→ Written instruction: Locate every line in the data below that contains the string "this", matching case exactly, and copy each such line in full.

++++ Listed entries

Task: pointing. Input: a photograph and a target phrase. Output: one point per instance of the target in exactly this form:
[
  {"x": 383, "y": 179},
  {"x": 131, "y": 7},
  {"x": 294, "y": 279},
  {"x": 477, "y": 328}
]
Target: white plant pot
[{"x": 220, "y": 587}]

++++++++

→ Expected output:
Task: pointing. Input: a photograph and a target phrase. Output: one point per instance of the target in exactly this form:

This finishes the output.